What to do:
Quote the car battery discussion word for word, starting at "Ase, I have" and ending at "the shop order?".

Reading passage:
— BEGIN —

Should I replace my car battery?

@jtsanders‌

what if the car doesn’t start, and there’s no close auto parts store, and the neighborhood is full of unsavory characters?

I’m sure this scenario occurs all the time, but I’d rather not be one it happens to

That, in my opinion, is what we want to avoid

Therefore, it’s best to be proactive as far as battery replacement goes, especially if you’re not a car guy who has jumper cables, spare battery, tools, etc. in his trunk

We test batteries as part of a routine oil change service or other scheduled maintenance service or at customer request. Batteries less than 3 years old aren’t tested unless there’s a specific problem or the customer requests it. Batteries 3 to 7 years old are tested and recommended for replacement when the available cranking amps is less than 70% of the rating on the battery, or less than 70% of the specified cranking amps required for the car if the battery tag is not legible. Batteries older than 7 years are not tested, simply recommended for replacement. That’s because a battery that old can not be relied upon to stay reliable for any length of time. The goal is not to get the most life out of the battery. The goal is to have a car that starts every time, even if you’ve been sitting listening to the radio while your wife is in the mall.

Beyond that, as was pointed out above, just because a battery starts a car doesn’t mean it’s working properly. A weak battery can almost double the amperage going through the cables to the starter and alternator, causing excessive and premature wear. An 8 year old battery will take substantially longer to recharge after a start than a new one, loading the alternator for a longer period of time. An aging battery is much more likely to fail without notice than a newer one.

I see no difference between replacing a worn out battery or a worn out tire before they fail. You don’t look at a tire with tread bars showing and say “I’ll wait until the steel cords are showing.” If I can reliably predict that a part is nearing the end of its life I will recommend replacement. My customers expect that level of professionalism.

I don’t go to those neighborhoods

Ase, I have the utmost respect for your expertise and your professionalism, but let me ask a question: do you ask the customer if he/she would like his/her battery checked? Do you show the customer when you find a weak battery or simply write it on the shop order?

The reason I ask is because almost everyone who has owned a car for at least 10 years, myself included, has encountered unsolicited recommendations from shops that were clearly based only on the shop’s desire to enhance their revenue stream. Customers are highly suspicious and, when their car is in the shop, at a very high anxiety level.

If you’re not asking the customers if they’d like their battery tested, and you’re only writing the results on the shop order and not showing he customers, you may not be having the intended result.

I understand what you’re saying, but I personally am very uncomfortable with a shop doing unauthorized tests and won’t return to a shop that does. But if they ask I’ll let them perform the test and if they show me any unacceptable findings, they’ll have earned my loyalty. And my business.

No, we don’t ask if they want a battery tested as part of an oil change/tire rotation service or a 60K or scheduled maintenance. Nor do we specifically ask if they’d like their transmission and coolant levels checked, washer fluid topped off, tire pressure checked or serpentine belt inspected for cracks. It’s part of the service. Finding and recommending a failing battery is no different than finding a burned out brake lamp or bulging radiator hose. Would you not appreciate me telling you your car has a burned out headlamp? And yes, it happens quite regularly that the car has a headlamp out and the driver has no idea.

— END —

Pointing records
— BEGIN —

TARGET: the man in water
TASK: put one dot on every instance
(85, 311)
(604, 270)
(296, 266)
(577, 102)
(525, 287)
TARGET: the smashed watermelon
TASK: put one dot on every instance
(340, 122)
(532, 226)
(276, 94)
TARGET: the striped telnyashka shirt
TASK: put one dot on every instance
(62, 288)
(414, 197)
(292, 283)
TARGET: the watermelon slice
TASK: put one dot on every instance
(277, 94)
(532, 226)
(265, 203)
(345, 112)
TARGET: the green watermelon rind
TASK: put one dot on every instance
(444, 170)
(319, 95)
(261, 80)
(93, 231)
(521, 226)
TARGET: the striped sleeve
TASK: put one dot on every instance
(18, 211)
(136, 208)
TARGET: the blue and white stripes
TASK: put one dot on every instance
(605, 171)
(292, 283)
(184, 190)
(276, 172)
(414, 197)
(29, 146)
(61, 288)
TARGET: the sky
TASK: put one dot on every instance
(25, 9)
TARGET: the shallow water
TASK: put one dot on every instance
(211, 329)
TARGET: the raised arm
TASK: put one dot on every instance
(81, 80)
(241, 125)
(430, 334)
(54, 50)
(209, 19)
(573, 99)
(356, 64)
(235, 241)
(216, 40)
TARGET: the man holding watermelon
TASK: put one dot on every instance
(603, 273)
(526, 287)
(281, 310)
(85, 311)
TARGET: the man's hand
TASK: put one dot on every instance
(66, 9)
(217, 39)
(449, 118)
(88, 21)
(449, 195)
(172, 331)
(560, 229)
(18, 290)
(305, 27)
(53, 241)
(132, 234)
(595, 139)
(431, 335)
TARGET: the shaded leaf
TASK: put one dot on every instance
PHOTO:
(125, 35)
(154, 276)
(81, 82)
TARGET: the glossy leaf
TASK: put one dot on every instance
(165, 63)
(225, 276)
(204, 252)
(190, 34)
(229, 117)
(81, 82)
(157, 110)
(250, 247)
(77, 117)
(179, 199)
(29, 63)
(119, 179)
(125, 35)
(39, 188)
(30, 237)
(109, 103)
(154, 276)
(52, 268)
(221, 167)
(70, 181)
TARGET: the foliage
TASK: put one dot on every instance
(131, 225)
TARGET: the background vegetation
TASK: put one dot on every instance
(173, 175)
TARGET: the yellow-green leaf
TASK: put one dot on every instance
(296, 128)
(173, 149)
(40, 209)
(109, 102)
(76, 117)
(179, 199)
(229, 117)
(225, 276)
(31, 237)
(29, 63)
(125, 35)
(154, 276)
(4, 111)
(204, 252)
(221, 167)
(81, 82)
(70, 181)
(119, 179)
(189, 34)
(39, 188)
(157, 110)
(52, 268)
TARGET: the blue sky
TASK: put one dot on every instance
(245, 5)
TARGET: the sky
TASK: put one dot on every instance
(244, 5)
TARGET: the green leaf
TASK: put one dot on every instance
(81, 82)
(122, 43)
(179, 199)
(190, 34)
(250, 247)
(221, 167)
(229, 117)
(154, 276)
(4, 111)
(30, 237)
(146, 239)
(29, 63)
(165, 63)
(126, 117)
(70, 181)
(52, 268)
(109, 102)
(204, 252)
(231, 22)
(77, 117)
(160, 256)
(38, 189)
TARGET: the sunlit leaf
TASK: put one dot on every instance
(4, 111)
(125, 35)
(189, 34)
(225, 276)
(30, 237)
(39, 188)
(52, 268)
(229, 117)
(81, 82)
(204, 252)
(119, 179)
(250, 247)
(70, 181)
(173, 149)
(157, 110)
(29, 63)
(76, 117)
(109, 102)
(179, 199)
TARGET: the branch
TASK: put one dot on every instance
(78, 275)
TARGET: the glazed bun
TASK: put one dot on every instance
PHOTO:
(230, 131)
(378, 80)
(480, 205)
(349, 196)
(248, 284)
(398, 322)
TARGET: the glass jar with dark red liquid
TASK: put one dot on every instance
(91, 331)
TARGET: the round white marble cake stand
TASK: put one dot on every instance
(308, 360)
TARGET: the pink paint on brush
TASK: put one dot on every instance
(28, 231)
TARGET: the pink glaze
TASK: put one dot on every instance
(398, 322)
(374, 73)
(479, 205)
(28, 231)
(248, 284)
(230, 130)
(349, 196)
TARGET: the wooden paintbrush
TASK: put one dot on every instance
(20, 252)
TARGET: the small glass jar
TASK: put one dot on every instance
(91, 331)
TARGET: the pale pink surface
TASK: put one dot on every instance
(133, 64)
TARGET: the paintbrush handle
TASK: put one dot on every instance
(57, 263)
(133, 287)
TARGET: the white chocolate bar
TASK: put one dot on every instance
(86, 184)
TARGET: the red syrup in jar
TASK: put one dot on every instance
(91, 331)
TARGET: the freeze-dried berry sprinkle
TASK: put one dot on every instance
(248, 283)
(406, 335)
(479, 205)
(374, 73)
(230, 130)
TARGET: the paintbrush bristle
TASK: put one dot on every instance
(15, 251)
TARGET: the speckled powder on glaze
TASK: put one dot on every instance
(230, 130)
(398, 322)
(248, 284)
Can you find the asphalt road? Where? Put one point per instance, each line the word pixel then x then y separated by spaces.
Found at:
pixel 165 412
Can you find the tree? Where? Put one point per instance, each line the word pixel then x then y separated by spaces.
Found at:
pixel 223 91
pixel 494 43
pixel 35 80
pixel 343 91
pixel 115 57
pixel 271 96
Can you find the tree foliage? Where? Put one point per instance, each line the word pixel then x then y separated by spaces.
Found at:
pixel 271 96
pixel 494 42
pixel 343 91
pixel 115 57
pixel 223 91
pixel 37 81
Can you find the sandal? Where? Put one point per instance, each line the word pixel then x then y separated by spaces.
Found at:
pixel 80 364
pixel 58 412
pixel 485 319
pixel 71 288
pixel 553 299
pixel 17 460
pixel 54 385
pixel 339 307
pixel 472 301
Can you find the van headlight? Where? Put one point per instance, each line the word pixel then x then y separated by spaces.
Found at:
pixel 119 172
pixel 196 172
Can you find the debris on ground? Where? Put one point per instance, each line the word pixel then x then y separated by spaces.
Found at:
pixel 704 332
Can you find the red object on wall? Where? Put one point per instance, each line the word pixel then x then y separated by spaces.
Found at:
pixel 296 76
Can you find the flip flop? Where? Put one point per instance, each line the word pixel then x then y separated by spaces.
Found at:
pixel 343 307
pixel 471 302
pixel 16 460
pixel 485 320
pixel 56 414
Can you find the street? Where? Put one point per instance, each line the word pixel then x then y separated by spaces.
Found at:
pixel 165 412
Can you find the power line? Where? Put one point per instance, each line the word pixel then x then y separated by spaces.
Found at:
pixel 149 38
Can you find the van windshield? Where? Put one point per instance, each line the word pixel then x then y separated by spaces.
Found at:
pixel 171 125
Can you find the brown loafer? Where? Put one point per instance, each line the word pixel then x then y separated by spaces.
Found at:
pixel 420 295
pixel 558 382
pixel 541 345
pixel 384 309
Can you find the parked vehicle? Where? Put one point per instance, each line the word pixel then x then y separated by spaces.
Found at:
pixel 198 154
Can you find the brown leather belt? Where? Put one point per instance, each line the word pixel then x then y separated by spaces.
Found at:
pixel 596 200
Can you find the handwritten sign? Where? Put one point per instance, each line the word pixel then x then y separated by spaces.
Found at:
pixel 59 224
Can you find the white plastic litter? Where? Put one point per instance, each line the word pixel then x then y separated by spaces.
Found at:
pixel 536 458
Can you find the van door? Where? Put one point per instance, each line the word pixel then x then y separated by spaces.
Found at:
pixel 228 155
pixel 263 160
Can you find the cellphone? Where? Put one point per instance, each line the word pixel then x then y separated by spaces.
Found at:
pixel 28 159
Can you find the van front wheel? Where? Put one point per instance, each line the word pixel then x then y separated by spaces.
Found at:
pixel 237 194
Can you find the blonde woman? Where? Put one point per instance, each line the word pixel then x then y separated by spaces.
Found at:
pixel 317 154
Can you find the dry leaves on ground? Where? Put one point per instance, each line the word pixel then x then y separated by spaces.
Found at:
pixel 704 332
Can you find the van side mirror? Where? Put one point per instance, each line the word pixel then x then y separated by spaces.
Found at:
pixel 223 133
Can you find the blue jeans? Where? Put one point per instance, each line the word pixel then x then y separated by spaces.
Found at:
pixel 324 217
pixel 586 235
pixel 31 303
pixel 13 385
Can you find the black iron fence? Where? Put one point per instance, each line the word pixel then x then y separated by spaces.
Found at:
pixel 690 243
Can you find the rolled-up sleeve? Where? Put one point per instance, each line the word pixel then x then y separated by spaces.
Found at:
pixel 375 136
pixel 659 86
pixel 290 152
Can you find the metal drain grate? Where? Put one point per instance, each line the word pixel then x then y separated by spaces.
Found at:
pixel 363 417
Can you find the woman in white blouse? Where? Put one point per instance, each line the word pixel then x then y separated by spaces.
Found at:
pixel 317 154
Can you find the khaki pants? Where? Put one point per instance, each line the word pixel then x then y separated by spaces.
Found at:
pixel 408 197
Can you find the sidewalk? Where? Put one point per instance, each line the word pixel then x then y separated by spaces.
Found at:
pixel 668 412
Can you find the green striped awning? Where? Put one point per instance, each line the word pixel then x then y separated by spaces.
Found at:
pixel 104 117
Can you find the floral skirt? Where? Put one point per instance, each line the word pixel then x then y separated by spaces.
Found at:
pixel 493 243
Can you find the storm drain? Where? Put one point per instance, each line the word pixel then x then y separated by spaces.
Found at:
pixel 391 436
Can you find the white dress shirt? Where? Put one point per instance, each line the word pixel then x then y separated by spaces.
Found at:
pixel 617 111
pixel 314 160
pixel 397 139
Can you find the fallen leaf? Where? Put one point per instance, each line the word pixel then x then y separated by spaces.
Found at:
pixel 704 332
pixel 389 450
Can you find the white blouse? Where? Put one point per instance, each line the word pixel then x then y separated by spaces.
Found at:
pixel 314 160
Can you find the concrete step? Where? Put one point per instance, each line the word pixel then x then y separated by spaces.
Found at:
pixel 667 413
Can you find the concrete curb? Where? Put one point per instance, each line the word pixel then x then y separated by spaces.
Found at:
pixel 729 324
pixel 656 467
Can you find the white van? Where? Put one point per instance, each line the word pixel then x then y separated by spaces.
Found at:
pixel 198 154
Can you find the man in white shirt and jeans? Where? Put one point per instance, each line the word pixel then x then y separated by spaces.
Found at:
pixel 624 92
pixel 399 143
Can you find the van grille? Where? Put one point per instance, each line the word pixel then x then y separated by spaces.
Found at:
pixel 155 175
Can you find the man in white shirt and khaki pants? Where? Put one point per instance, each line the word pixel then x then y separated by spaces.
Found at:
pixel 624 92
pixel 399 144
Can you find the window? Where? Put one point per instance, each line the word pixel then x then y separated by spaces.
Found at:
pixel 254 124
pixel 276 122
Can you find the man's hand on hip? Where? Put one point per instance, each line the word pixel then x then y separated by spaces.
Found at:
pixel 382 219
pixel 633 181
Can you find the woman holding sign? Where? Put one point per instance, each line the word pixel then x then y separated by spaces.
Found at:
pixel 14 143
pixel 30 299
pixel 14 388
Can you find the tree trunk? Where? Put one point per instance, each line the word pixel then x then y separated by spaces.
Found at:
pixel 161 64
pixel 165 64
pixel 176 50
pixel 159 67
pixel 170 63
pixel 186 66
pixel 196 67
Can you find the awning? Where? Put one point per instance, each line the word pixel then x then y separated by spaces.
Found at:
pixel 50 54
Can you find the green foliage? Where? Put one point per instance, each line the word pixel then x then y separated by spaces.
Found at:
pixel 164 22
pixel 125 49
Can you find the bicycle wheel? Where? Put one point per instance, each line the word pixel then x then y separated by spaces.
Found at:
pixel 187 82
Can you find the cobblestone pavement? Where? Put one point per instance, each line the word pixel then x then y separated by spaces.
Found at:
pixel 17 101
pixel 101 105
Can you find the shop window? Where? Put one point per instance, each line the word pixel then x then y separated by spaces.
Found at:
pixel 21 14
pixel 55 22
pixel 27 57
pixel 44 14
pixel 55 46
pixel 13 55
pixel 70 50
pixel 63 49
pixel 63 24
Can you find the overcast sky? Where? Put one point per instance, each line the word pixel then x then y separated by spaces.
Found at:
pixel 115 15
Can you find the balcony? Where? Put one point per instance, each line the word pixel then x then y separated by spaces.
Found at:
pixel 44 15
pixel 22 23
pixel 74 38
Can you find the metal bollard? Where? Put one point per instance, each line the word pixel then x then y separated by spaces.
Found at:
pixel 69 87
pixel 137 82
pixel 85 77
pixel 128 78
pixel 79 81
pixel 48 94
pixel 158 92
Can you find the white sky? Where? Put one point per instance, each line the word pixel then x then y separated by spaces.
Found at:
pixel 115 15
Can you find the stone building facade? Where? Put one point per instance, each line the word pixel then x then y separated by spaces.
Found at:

— END —

Exercise result:
Ase, I have the utmost respect for your expertise and your professionalism, but let me ask a question: do you ask the customer if he/she would like his/her battery checked? Do you show the customer when you find a weak battery or simply write it on the shop order?